_Brano di lettura:_
----------------------------------------

La zappa, l'aratro, la falce, la pala ed il tridente ed i numerosi reperti illustrati in quest'opera, rappresentano i ricordi più veri ed hanno la capacità di riscoprire una infinità di quadretti rustici e di sentimenti genuini, ora dolorosi ora gioiosi, che costituiscono la nostra memoria storica, fondamentale per ogni popolo che voglia esprimere la propria identità, radicandosi nel passato e proiettandosi in un futuro certo e prospero.
Giuseppe Puma

Un volume che racconta, per immagini, la storia del Museo Etno-Antropologico di
Ribera (curato dall'Autore) e che fa la storia della civiltà contadina del secolo scorso,
vista attraverso migliaia di oggetti del mondo agricolo ed artigianale.
Il libro non è in vendita ed è stato stampato in un numero limitato di copie. Chi
fosse interessato può contattare direttamente l'Autore ai seguenti numero di telefono:
+39.092563332
+39.3402983562
+39.0925561255 (Ufficio Turistico di Ribera)

Prefazione
di Andrea Camilleri
Nella prefazione alla
riedizione Cappelli 1968 delle “Parità morali” di Serafino Amabile Guastella,
pubblicate per la prima volta nel 1884, l’insigne Giuseppe Cocchiara scriveva
che “nella seconda metà dell’Ottocento la Sicilia ebbe una particolare forma di
cultura che, in un certo senso, l’affiatò con l’Europa e non soltanto con essa”.
La nuova forma di cultura
era quella delle tradizioni popolari che concretamente si manifestò attraverso
gli studi e le ricerche di Vigo, nei venticinque volumi della “Biblioteca delle
tradizioni popolari” di Pitrè, nei “Costumi e usanze dei contadini siciliani” di
Salomone-Marino, nelle “Parità” e ne “L’Antico carnevale di Modica” di
Amabile-Guastella, ecc.. Insomma, la cultura contadina (e altra non poteva darsi
allora in Sicilia) con i suoi racconti, i suoi canti, le sue leggende, i suoi
usi, le sue usanze e i suoi costumi ebbe la fortuna di trovare non solo degli
attenti ricercatori, degli appassionati storici che ne raccolsero la
documentazione scritta, ma anche dei veri e propri poeti che quella cultura
cantarono.
Si è potuto così consegnare
al comune patrimonio culturale un’ulteriore ricchezza che altrimenti sarebbe
andata perduta.
Ma, nello stesso tempo, una
ristretta accezione del termine cultura arretrò in secondo piano la
conservazione degli oggetti d’uso quotidiano e di lavoro che a quella civiltà,
diventata oggetto di studio, avevano permesso in definitiva di esistere,
crescere e svilupparsi.
Faccio un solo esempio che
serve a spiegarmi meglio: tra le centinaia di fotografie scattate da Giovanni
Verga, forse per una documentazione verista della vita dei campi, difficile
trovarne qualcuna che metta a fuoco un oggetto, si vedono solo volti giovani o
segnati dal tempo, solo figure umane avvolte in miseri panni o in abiti da
festa. Al massimo, Verga fotografa qualche carretto.

----------------------------------------

_Dati forniti:_

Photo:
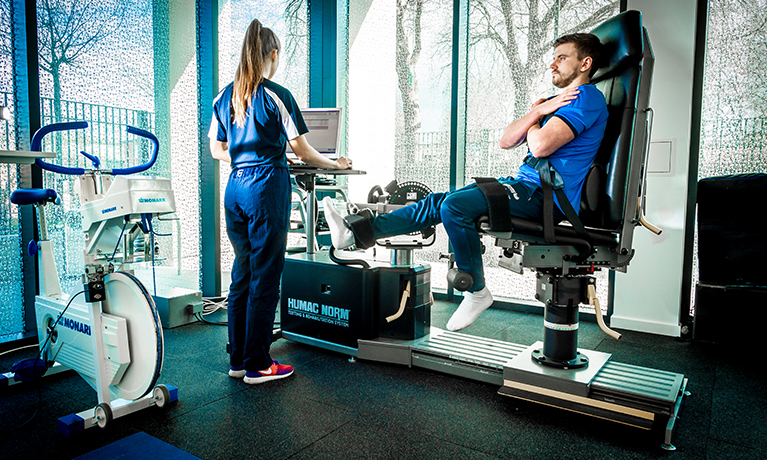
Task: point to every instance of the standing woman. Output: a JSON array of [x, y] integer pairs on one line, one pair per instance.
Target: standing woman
[[253, 120]]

----------------------------------------

Elenca tutti gli attrezzi agricoli nominati nella prima frase del brano di lettura.

- la zappa
- l'aratro
- la falce
- la pala
- il tridente